What is being asked:
Output the material exactly, but drop every image it holds.

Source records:
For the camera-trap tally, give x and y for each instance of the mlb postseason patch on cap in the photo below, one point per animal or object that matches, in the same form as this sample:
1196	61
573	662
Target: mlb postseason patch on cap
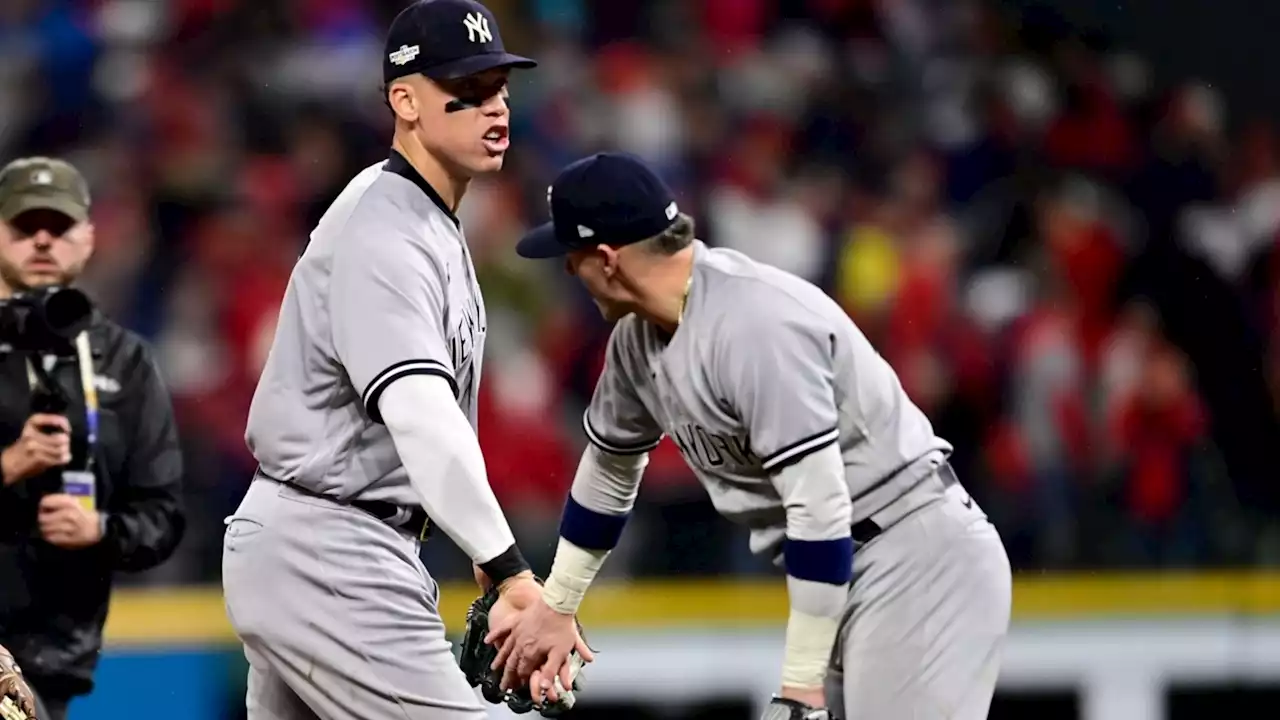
403	55
446	40
42	183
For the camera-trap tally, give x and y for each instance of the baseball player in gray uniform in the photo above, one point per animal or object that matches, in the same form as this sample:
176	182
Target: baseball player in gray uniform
900	588
362	422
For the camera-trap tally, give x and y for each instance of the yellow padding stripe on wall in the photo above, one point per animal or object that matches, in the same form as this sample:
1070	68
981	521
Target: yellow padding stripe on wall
196	616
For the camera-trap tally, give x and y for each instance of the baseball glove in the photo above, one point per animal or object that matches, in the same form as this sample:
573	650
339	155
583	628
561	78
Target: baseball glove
475	657
16	698
785	709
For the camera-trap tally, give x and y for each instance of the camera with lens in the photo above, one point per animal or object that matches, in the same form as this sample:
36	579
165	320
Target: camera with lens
44	320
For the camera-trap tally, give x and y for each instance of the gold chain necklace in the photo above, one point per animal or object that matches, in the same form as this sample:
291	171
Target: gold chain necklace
684	299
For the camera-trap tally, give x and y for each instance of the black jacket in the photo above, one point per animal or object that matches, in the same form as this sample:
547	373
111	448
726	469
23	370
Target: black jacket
53	601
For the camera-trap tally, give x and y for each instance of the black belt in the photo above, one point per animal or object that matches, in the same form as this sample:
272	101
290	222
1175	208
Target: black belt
867	529
412	519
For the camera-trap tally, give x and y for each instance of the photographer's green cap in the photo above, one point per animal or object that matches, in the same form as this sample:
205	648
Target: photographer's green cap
42	183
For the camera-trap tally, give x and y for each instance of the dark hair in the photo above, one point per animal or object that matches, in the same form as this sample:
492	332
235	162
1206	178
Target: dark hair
677	236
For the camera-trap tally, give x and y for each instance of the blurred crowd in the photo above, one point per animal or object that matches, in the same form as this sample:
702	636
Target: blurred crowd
1072	267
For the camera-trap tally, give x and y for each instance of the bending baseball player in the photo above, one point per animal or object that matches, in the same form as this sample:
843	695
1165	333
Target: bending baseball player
900	588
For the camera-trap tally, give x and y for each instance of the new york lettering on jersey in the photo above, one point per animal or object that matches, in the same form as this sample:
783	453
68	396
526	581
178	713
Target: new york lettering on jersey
378	294
763	369
711	450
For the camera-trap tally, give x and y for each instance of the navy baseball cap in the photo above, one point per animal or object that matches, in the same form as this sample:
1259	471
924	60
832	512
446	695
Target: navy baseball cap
446	40
606	199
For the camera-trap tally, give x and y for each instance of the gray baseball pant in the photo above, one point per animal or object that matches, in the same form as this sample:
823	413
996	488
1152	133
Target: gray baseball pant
337	614
927	618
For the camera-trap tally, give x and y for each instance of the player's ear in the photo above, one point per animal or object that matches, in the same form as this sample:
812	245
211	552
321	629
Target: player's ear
608	259
403	101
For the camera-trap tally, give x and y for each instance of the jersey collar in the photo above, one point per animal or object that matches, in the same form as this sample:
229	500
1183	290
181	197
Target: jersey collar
400	165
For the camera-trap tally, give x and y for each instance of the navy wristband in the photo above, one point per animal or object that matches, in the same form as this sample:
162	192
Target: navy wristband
507	565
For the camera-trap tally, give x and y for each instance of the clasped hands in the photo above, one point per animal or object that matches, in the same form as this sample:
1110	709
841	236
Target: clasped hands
534	641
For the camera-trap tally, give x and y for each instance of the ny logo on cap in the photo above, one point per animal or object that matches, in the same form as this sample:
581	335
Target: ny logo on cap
405	54
478	27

Finished task:
For the camera-trap tally, give x and y for each instance of the mlb postseason patch on cap in the photo below, one point per animal or object that matches, in the same form as this sample:
1196	61
573	662
Target: mlb postseason patch on cap
403	55
446	40
42	183
For the camera-trap tally, give x and y for each instance of the baseball player in gray uniform in the photo above, one point per animal or object that matches, in the same form as this sample:
176	182
Target: baseball player in gray uniform
900	588
362	422
For the camera-trap tally, give x and y for each instance of the yellow padding stripe on wall in the photo above, one point per animal or object that matches, in the same form as this sample:
1070	68
981	521
Target: yellow padding stripe on wall
196	616
For the camera-trap tally, give x and y for each instance of the baseball glove in the photo above, one point per animal or object that matches, in the same form as this sample:
573	650
339	155
583	628
561	78
Target: baseball glove
475	657
16	698
785	709
For the camera-trap tally, give x and y for each instance of the camera with lens in the photo above, one point per animal or object that matches, in the same form as this sample:
36	579
165	320
Target: camera with lens
44	320
For the camera-trap tally, give x and y for each instance of the gold chain necklace in the photo above, one point per animal or object that matches, in the same form as this sample:
291	171
Target: gold chain necklace
684	299
For the camera-trap tally, give x and y for each instance of the black jacket in the photo above, one point per animal or object that matches, in the same form as this sample:
547	373
111	448
726	469
23	370
Target: black jacket
53	601
For the camera-trap tally, give x and y for each instance of the black belt in the photo above, one point per animal or object that matches, in the same form as this sample:
272	101
290	222
1175	208
Target: black belt
867	529
412	519
For the camera-trap tally, give x and y for each instance of the photographer's green cap in the photo above, one point per animal or object that matches, in the same form as this sample:
205	648
Target: photographer's green cap
42	183
For the camera-trap tally, give x and y for each instance of the dark hair in the photo above, one point per animal or object that matches, in the same form as this sample:
492	332
235	162
1206	178
Target: dark hair
677	236
For the camera-trap tally, give x and y for each instance of the blurred crowd in the photo above, one point per animal or object that matches, in the same form as this sample:
702	636
Target: blurred crowd
1072	267
For the camera-trap tally, give x and y for each instance of the bending baseball player in the photo above, one point per animal or object that matches, in the same form as this sample:
843	695
1165	333
Target: bending baseball player
900	588
For the camera-trap tally, give x and y for each instance of the new york lettering on jersey in the photo above, one point per animal or object that matches, in the same form as this sample:
783	453
68	396
526	581
178	713
Target: new york lettering on jersey
378	294
763	369
711	450
For the camera-trap tally, give x and y for each instance of the navy baseball cap in the photo above, one point per animal or object that matches, in the same form as this sample:
1259	471
924	60
832	512
446	695
Target: navy baseball cap
446	40
606	199
For the camera-trap tally, give x and y for each instance of the gray baseball pant in the photo above, one point per animal or object that matches, in the same form as this sample:
823	413
996	488
1152	133
Target: gray baseball pant
337	614
927	618
For the camera-trap tally, give x and y for each instance of the player's ear in the photo above, one point per animal or object that matches, in the same form as this sample:
812	245
211	552
321	629
Target: player's ear
608	259
403	101
For the camera-trap tally, give x and y for each instance of the jersey collar in the photo above, one point per animal or object that matches, in the same form as this sample:
229	500
1183	290
181	197
Target: jersey collar
400	165
For the camera-trap tally, give x and y for each instance of the navy wristband in the photo above, one point per animal or object that matches, in the same form as this sample:
162	192
Target: navy wristband
507	565
For the camera-trap tally, give x and y for each instance of the clasped hands in the photo above, one point per animal or object that matches, in the same form as this sample:
1110	709
841	236
Target: clasped hands
534	641
For the camera-trap tally, give x and y for each instance of the ny logo on cap in the photo above, one point per animal or object that matches, in the same form as this sample:
581	335
Target: ny logo on cap
405	54
478	27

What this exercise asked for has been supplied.